OBJECTIVE
Locate each line in the items below that contains the word "stove", and copy every such line in full.

— begin RECORDS PROVIDED —

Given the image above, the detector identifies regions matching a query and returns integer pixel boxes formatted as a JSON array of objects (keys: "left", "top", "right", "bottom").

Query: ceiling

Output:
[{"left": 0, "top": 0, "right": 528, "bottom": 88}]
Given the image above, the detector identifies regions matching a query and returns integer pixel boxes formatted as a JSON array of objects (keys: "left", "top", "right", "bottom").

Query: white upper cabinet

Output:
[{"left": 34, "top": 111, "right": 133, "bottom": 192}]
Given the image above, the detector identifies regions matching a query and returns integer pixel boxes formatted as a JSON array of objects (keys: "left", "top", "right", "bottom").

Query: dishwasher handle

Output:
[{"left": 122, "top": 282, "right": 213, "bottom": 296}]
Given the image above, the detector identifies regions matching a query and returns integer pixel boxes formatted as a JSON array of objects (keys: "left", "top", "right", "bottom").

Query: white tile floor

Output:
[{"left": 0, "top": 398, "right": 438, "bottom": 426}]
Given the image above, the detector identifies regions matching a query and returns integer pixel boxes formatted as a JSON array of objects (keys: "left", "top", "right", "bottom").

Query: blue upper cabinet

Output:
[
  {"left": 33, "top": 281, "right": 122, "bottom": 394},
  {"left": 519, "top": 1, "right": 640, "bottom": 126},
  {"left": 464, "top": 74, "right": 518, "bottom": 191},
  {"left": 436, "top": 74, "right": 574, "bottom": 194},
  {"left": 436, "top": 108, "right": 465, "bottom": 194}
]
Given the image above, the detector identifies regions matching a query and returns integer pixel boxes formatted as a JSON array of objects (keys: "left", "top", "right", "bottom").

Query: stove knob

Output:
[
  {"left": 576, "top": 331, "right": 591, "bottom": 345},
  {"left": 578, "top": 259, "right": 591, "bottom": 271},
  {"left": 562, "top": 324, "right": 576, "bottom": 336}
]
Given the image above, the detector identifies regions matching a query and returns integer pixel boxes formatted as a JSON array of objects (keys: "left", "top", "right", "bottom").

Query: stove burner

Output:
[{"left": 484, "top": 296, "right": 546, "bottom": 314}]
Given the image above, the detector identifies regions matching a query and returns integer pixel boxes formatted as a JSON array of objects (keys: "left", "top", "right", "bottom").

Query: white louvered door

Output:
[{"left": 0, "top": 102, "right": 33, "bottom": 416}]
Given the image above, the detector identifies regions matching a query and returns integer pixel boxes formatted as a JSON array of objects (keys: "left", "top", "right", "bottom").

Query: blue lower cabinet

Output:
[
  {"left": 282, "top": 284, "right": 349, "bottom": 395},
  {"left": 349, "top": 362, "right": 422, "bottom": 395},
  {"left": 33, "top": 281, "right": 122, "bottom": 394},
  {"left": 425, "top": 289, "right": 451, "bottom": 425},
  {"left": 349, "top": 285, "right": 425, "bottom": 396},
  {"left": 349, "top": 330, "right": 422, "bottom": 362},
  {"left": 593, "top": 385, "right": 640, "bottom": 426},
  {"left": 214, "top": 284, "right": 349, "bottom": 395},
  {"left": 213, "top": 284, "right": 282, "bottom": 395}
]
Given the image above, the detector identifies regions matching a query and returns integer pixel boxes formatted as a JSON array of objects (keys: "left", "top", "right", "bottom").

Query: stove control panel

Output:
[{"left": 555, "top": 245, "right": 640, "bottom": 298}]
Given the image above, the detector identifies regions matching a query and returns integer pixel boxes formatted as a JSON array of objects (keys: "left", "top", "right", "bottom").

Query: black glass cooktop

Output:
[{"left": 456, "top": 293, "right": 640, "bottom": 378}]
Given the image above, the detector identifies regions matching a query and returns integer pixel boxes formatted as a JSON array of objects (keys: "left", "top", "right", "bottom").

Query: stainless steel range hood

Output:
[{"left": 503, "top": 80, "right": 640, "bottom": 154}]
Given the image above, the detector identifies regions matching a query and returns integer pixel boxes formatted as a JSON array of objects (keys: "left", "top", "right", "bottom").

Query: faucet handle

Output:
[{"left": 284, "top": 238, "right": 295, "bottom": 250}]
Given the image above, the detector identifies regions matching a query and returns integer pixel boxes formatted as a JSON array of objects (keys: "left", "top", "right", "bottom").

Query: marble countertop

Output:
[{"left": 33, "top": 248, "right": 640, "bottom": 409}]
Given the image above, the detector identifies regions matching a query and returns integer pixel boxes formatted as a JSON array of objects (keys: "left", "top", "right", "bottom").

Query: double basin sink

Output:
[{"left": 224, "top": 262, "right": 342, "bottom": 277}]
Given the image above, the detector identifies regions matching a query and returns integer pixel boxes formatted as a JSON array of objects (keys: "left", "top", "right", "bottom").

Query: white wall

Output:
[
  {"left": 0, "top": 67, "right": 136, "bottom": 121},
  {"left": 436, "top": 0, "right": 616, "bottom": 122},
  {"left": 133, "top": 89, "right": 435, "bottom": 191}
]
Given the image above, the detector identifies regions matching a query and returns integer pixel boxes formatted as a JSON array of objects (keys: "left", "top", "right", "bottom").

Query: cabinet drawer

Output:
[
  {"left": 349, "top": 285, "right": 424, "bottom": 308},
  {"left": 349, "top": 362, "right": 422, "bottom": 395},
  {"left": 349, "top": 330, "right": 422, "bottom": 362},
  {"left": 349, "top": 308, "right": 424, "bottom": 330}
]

— end RECORDS PROVIDED —

RESPONSE
Query: stove knob
Query: stove burner
Query: stove control panel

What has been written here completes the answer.